TO BE DONE:
1. From the passage on fabric pilling, list every parameter it says the pill-formation process is closely linked to.
2. Reproduce the passage on fabric pilling word for word, between "Obviously, fabrics take" and "of test images.", inclusive.

TEXT SHOWN:
----

Since pilling represents, for the final user, a non-desired feature, its control, and measurement, is one of the main issues for textile industries. Standing on the surface of the fabric and unpleasantly perceived by the final user, pills are generally caused by the combination of washing and wearing of fabrics. Due to the abrasion of the fabric surface, loose fibres entangle into short fine hairs (fuzz) and, subsequently, develop into spherical bundles anchored to the surface of the fabric. The tendency of a fabric to be subjected to pills formation, as explained in the D4970/D4970M-10e1 Standard (ASTM, 2010) and in the European Standard EN ISO 12945–2:2000, is a very complex process closely linked to a number of parameters such as fibre content, title, number of twists, coverage factor of the mesh, type of fibre or blends, fibre dimensions, yarn construction and fabric finishing treatments.
 
Moreover, the pilling resistance of a specific fabric in actual wear varies more with the general conditions of use and of the individual wearers. Consequently, due to the complexity of the phenomenon, resistance to pilling (also referred as ‘pilling assessment') is recognized to be one of the most important foci of significant industrial research activity. In fact, the presence of pilling seriously compromises the textile's acceptability to consumers. One of the most diffused methods, to date, for pilling assessment consists of subjectively evaluating the fabric quality using appropriate equipment and a set of standard references, as described below.
 
Obviously, fabrics take a long time to be pilled in normal use; therefore, resistance to pilling is usually tested by simulated accelerated wear, followed by a manual assessment of the degree of pilling based on a visual comparison of the sample to a set of test images.

----

RECORDED DATA:
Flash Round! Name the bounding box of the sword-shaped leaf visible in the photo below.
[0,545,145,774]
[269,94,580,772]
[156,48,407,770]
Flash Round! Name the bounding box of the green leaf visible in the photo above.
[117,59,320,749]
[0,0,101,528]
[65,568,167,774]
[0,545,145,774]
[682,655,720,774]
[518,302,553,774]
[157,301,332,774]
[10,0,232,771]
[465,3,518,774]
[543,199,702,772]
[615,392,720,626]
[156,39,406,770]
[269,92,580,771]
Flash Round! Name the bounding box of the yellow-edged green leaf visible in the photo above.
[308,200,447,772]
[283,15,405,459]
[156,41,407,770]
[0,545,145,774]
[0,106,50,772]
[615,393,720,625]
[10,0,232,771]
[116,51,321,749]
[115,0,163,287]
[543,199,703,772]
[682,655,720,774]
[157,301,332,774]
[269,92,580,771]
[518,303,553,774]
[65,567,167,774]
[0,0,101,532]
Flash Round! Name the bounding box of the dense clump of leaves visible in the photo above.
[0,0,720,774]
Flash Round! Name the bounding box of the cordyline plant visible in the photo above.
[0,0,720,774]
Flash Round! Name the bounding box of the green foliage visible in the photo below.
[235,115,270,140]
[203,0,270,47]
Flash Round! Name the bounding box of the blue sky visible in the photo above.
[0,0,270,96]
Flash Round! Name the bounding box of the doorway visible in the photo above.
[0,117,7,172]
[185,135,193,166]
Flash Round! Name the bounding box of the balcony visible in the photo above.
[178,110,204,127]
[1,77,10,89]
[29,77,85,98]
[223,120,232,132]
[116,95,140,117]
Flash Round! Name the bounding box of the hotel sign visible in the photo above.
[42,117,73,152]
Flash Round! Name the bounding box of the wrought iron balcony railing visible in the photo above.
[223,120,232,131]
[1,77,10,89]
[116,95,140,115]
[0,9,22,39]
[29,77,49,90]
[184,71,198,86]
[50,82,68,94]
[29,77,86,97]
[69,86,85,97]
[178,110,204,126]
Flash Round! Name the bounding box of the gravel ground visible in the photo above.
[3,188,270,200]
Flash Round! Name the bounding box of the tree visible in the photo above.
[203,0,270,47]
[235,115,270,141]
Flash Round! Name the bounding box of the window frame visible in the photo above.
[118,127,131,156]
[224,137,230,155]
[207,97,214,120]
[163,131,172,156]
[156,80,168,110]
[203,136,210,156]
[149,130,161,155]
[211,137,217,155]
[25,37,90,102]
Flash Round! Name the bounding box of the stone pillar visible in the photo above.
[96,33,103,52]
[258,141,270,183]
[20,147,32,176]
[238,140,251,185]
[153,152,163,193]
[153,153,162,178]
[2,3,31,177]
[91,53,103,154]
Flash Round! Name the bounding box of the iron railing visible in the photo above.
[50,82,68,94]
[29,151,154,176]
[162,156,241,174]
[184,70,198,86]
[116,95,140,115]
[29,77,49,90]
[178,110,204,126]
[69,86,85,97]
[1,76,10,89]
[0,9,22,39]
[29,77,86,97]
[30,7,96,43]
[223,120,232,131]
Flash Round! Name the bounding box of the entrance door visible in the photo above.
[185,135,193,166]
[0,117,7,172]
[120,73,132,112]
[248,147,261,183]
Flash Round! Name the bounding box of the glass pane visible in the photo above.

----

REPLIES:
1.
- fibre content
- title
- number of twists
- coverage factor of the mesh
- type of fibre or blends
- fibre dimensions
- yarn construction
- fabric finishing treatments

2.
Obviously, fabrics take a long time to be pilled in normal use; therefore, resistance to pilling is usually tested by simulated accelerated wear, followed by a manual assessment of the degree of pilling based on a visual comparison of the sample to a set of test images.